# Supplied material start

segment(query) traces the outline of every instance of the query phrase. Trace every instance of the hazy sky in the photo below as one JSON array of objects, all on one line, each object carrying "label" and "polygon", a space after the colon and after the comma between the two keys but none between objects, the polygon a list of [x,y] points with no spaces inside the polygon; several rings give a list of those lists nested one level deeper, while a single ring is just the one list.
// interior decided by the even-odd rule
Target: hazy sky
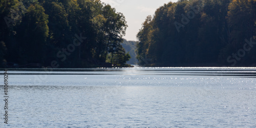
[{"label": "hazy sky", "polygon": [[116,8],[125,17],[129,26],[124,38],[128,40],[137,40],[136,35],[141,28],[141,24],[147,16],[153,15],[156,10],[169,2],[178,0],[101,0]]}]

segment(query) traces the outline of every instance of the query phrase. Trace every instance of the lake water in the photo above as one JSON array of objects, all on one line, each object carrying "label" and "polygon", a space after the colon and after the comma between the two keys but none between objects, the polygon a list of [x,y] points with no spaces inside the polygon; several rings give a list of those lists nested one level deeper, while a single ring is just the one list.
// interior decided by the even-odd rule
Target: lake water
[{"label": "lake water", "polygon": [[0,127],[255,127],[255,69],[9,69]]}]

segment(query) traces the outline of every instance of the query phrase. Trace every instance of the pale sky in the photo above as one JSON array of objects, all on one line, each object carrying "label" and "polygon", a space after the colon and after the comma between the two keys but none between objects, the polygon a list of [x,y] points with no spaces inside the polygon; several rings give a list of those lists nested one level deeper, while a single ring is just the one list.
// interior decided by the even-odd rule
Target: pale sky
[{"label": "pale sky", "polygon": [[137,33],[146,17],[149,15],[153,16],[157,9],[170,1],[178,0],[101,0],[125,17],[128,28],[124,38],[127,40],[137,40]]}]

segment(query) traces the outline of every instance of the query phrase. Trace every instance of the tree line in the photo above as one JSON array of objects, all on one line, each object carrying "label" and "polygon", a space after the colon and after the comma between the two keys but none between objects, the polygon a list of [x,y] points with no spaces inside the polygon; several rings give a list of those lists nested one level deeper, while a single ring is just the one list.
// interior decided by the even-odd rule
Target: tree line
[{"label": "tree line", "polygon": [[125,66],[127,27],[122,13],[99,0],[1,0],[0,65]]},{"label": "tree line", "polygon": [[255,66],[256,0],[169,2],[137,37],[140,65]]}]

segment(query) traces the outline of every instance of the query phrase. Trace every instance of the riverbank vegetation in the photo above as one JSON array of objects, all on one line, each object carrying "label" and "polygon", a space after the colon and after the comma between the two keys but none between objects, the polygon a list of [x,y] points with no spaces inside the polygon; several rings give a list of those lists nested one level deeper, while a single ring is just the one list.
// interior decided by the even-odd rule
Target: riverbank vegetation
[{"label": "riverbank vegetation", "polygon": [[127,66],[121,45],[127,27],[122,13],[99,0],[1,0],[0,65]]},{"label": "riverbank vegetation", "polygon": [[255,0],[169,2],[143,23],[137,58],[147,66],[256,66],[255,28]]}]

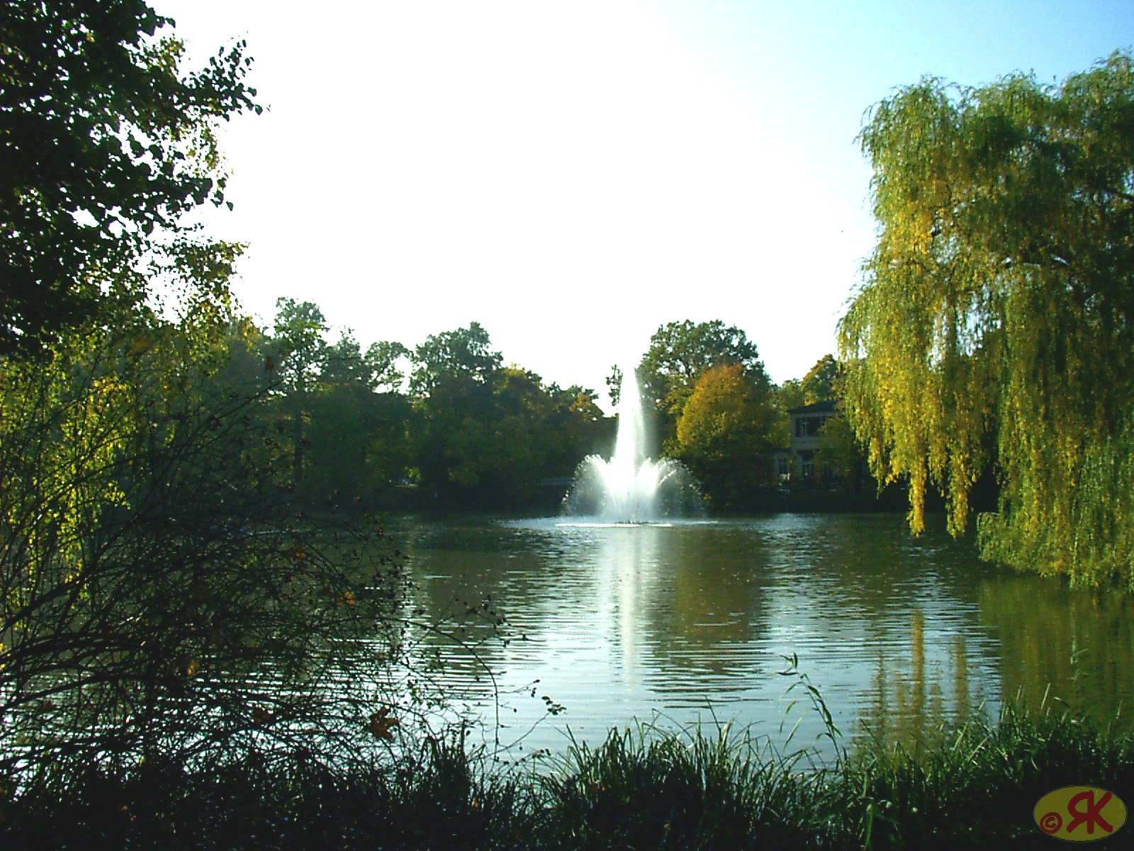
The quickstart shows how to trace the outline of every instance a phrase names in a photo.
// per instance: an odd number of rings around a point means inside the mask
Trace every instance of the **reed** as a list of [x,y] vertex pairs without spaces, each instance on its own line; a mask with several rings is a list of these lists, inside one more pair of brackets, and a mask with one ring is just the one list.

# Supplied material end

To be done> Format the data above, from the line containing "The quickstart shows" through the end of the data, as a Markdown table with the columns Row and Line, leaving out any blank lines.

Written solution>
| Row | Line |
|---|---|
| 1 | The quickstart shows how to trace the outline of every instance a phrase names in a photo. |
| 2 | // per instance: an odd number of rings around a point means inside the mask |
| 3 | Trace every instance of the **reed** as a list of [x,y] vertex pairs without spaces, each instance on its own line; a mask with several rings is a list of these lists, inside one more pair of brackets, and a mask with one ring is just the one list. |